[Data]

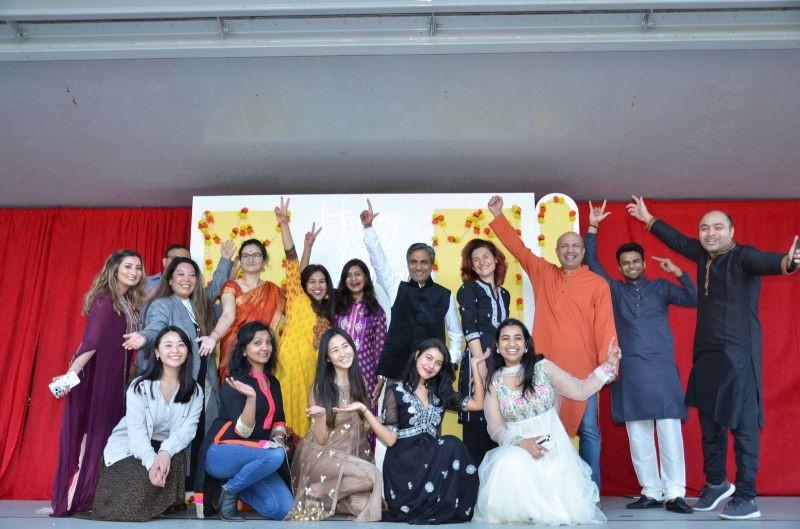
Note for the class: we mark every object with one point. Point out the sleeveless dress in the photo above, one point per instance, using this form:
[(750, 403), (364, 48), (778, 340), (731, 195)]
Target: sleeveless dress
[(556, 489)]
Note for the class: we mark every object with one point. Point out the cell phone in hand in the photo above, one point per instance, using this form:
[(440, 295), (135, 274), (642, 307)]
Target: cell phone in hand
[(546, 442), (61, 385)]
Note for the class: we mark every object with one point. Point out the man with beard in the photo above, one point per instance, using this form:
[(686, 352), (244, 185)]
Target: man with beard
[(421, 308), (648, 390), (573, 322), (725, 382)]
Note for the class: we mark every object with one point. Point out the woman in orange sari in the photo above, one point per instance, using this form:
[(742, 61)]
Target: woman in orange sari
[(248, 298)]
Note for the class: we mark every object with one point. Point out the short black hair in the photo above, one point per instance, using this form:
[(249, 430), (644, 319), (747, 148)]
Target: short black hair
[(630, 247), (175, 246)]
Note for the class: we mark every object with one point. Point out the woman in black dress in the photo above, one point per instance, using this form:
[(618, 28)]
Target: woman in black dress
[(483, 304), (427, 478)]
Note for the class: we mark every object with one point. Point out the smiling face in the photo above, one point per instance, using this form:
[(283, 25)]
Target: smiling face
[(129, 273), (569, 249), (251, 258), (172, 350), (356, 281), (511, 344), (259, 350), (484, 263), (183, 280), (716, 232), (173, 253), (420, 265), (317, 286), (429, 363), (340, 352), (631, 265)]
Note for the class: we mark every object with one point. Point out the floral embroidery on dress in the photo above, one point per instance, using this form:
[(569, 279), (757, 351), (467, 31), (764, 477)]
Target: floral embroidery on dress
[(517, 407), (422, 419)]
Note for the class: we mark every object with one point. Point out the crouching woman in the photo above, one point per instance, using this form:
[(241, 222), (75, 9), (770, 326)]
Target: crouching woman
[(144, 469)]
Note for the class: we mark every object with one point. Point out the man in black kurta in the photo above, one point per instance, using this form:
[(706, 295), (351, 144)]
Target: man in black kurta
[(725, 381)]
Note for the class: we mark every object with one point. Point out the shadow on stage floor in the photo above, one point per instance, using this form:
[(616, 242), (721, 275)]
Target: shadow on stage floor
[(777, 513)]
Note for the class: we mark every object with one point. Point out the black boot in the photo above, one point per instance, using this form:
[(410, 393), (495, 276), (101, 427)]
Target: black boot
[(227, 507)]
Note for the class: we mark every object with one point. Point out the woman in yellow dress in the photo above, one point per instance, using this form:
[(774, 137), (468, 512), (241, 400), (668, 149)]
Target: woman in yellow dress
[(308, 316)]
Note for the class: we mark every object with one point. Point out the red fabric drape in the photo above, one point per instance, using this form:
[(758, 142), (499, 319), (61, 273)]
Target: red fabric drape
[(769, 226), (48, 258)]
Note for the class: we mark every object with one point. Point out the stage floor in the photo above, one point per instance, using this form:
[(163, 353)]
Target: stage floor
[(777, 513)]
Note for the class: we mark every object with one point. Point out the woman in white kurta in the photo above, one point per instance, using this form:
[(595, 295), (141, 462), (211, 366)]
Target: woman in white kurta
[(535, 475)]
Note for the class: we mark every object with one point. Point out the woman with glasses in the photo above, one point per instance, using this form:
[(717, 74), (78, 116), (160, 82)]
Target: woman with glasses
[(247, 298)]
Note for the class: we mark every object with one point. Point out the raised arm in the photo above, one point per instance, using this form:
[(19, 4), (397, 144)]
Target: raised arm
[(686, 246), (684, 295), (759, 263), (377, 258), (596, 216), (577, 389), (309, 241), (511, 239), (452, 326)]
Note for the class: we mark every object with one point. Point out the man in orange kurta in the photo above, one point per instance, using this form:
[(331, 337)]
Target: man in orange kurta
[(573, 322)]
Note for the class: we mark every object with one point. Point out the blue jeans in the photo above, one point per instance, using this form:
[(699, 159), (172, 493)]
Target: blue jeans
[(252, 474), (589, 436)]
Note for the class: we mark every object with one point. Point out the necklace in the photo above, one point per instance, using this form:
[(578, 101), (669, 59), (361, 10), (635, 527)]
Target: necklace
[(513, 370)]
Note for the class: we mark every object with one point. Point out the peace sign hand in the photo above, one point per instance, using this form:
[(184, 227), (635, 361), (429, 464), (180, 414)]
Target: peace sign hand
[(368, 216), (638, 209), (597, 215), (282, 212)]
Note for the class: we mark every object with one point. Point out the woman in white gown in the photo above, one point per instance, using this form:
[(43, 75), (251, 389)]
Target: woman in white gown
[(535, 475)]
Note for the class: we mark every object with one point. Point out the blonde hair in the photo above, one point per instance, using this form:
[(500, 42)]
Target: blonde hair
[(107, 280)]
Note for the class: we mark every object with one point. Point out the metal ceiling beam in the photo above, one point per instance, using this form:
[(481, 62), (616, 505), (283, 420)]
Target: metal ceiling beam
[(405, 33)]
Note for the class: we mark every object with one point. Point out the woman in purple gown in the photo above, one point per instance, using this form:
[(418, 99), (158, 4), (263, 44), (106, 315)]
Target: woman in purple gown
[(359, 314), (97, 404)]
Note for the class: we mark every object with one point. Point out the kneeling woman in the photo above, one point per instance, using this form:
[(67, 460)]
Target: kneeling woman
[(333, 470), (145, 462), (245, 445), (427, 478), (535, 475)]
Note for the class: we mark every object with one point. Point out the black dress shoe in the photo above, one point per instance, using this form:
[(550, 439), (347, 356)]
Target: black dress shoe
[(679, 506), (645, 503), (227, 507)]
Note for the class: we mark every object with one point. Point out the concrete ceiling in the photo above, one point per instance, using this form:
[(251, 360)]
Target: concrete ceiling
[(156, 131)]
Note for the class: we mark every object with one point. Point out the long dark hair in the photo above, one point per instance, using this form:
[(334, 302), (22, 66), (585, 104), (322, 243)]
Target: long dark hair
[(442, 384), (324, 307), (325, 392), (201, 305), (155, 368), (238, 364), (496, 362), (343, 299)]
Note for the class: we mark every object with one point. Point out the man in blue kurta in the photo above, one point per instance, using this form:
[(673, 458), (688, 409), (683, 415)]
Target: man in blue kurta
[(648, 391), (725, 382)]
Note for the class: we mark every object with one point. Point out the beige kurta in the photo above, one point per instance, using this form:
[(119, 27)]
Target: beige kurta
[(338, 475)]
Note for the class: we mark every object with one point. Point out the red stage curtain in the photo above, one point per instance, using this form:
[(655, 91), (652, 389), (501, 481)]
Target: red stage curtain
[(769, 226), (48, 260), (49, 257)]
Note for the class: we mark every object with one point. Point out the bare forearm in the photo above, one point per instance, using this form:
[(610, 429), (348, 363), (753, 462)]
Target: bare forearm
[(286, 236), (387, 436)]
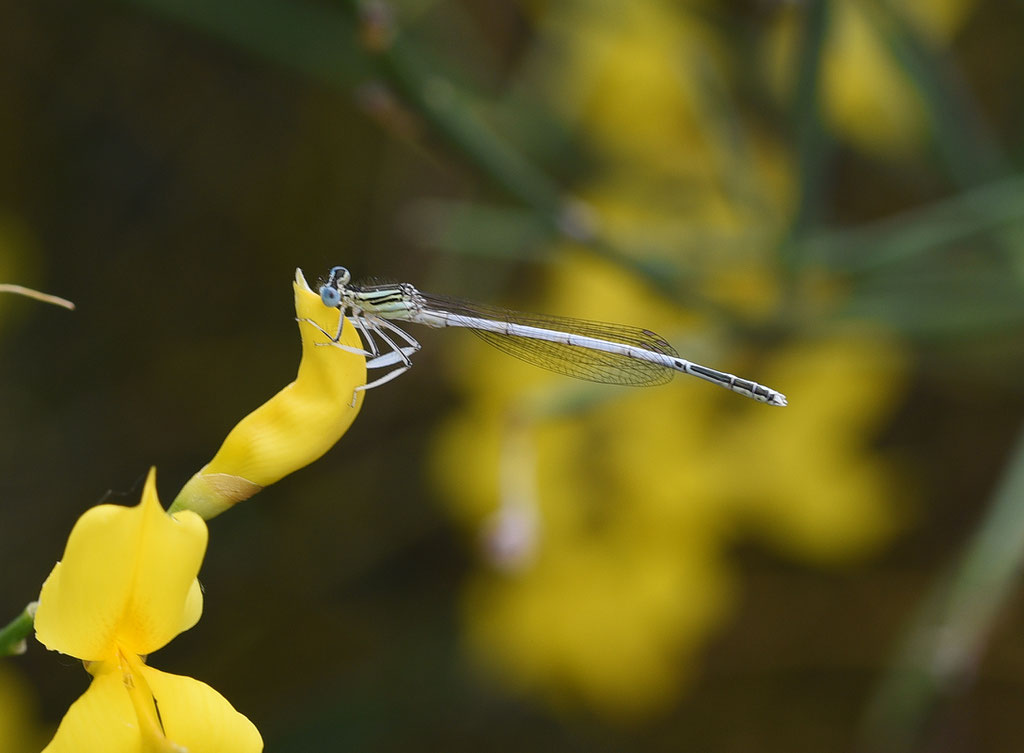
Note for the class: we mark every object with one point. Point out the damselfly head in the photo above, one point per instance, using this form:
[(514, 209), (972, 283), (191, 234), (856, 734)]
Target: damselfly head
[(338, 277), (330, 296)]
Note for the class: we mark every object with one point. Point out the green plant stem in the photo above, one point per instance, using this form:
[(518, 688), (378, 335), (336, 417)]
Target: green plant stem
[(944, 640), (13, 635), (963, 140), (876, 247), (805, 115), (321, 42)]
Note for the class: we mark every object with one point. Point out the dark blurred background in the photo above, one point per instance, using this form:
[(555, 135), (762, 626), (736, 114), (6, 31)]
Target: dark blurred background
[(769, 174)]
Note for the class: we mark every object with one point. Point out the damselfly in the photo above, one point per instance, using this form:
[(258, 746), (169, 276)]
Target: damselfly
[(593, 350)]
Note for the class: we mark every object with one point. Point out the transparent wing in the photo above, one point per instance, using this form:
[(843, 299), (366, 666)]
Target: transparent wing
[(573, 361)]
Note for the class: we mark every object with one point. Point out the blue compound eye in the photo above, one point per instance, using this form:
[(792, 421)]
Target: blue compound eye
[(330, 296), (338, 277)]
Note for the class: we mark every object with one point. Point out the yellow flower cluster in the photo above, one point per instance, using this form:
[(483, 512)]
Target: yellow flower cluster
[(127, 582), (608, 514)]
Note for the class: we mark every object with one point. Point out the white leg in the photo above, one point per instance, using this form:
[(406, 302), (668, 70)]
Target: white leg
[(371, 343), (413, 342), (394, 373), (395, 348), (395, 357)]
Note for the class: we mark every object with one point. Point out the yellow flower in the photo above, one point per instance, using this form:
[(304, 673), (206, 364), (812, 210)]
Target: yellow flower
[(293, 428), (640, 494), (866, 94), (125, 587)]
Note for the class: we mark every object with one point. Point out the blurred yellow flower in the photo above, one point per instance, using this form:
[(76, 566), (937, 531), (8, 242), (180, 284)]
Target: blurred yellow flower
[(607, 514), (867, 97), (641, 494), (293, 428), (125, 587)]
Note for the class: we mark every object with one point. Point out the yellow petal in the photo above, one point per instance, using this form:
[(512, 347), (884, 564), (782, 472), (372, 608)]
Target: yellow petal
[(199, 718), (195, 717), (293, 428), (102, 720), (127, 578)]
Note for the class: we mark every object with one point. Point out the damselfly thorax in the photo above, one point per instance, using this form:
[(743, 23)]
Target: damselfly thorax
[(596, 351)]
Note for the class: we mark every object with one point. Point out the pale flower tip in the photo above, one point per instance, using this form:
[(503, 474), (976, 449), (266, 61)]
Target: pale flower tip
[(210, 494)]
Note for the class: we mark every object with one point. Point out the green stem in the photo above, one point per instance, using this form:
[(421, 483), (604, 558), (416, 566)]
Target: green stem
[(945, 638), (13, 635), (811, 139), (876, 247), (962, 137)]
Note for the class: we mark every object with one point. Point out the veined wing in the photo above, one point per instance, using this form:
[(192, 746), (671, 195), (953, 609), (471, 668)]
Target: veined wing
[(573, 361)]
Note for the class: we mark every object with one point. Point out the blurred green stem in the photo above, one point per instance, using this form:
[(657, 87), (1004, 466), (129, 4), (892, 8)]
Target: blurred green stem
[(13, 635), (811, 139), (875, 247), (322, 42), (944, 641), (962, 137)]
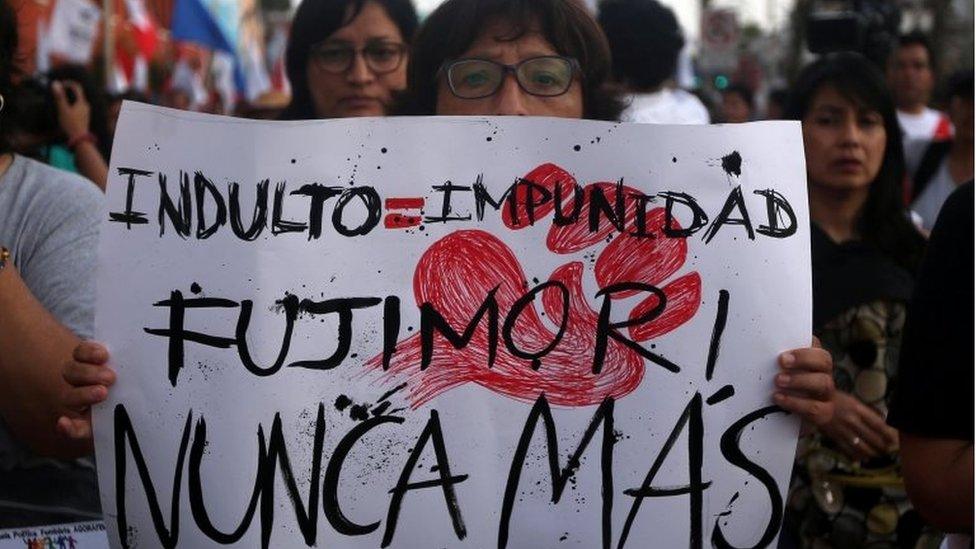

[/Data]

• Task requirements
Give again the stretch of lines above from the one with "Target: bare forearm" through the one with "[(406, 302), (668, 70)]", both ends kept, and copy no pictures.

• Solution to the exercise
Target: bare forearm
[(286, 236), (387, 436)]
Note for the class: we mark every object with one point. Point out the damselfly head in the photo above, one point per instance, using this form:
[(514, 209), (972, 283), (191, 234), (856, 734)]
Target: damselfly head
[(338, 277), (330, 296)]
Note for the class: we mark every object with one point. Point out the green plant stem in the photo above, one point per instance, using this form:
[(518, 688), (378, 335), (336, 417)]
Target: green plant stem
[(944, 640), (13, 635), (963, 140), (876, 247), (805, 115), (321, 42)]
Note for the class: we mark every object with one point. Point out the dark blurred background in the photo above, one point per instance, using this form:
[(555, 135), (762, 626), (736, 114), (6, 31)]
Target: dark blurred background
[(769, 174)]
Note for the class: we mark every object with one point. Point out the damselfly in the photo above, one point per instance, using this form:
[(258, 746), (169, 276)]
Target: damselfly
[(593, 350)]
Note for the class: we mark every object with one point. Point out the transparent wing in the photo above, one point per instance, using this form:
[(843, 299), (366, 666)]
Target: transparent wing
[(573, 361)]
Note for the class: we mark every object with one point. Point out the blue compound eye in the photo above, one point per instance, using this form:
[(792, 421)]
Target: blue compound eye
[(330, 296), (338, 277)]
Note for the class: we mark every object with one point. Point out the yellow flower cluster in the photo above, one point per instance, using this form:
[(483, 512)]
Target: yellow flower cluster
[(127, 582), (608, 514)]
Note for the class: we mark every object with one point. Point out the white leg in the photo above, one point per instance, using this form:
[(406, 302), (668, 70)]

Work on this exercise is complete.